- _Action item_
Work out how many lines of the material contain the string "orange". Respond with the number only.

____ Record excerpts

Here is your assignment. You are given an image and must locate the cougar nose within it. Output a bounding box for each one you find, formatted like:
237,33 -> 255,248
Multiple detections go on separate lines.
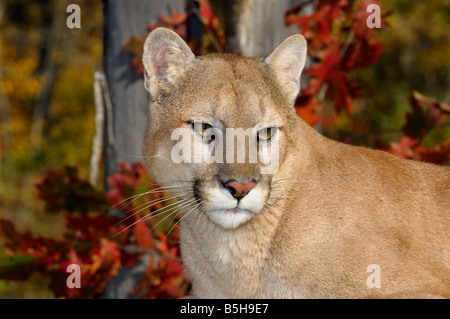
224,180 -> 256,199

________
____ Record excerpts

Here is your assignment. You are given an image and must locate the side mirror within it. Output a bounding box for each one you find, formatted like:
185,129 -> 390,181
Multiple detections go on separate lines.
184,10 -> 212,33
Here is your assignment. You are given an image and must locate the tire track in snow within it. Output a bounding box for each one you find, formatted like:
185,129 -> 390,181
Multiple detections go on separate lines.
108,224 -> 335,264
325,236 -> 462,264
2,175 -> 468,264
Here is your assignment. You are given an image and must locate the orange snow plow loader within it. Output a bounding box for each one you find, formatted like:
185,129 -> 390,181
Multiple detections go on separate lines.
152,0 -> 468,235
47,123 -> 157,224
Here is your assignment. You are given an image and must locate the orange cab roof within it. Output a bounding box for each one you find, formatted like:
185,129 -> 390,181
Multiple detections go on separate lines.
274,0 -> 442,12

________

- _Expected answer_
2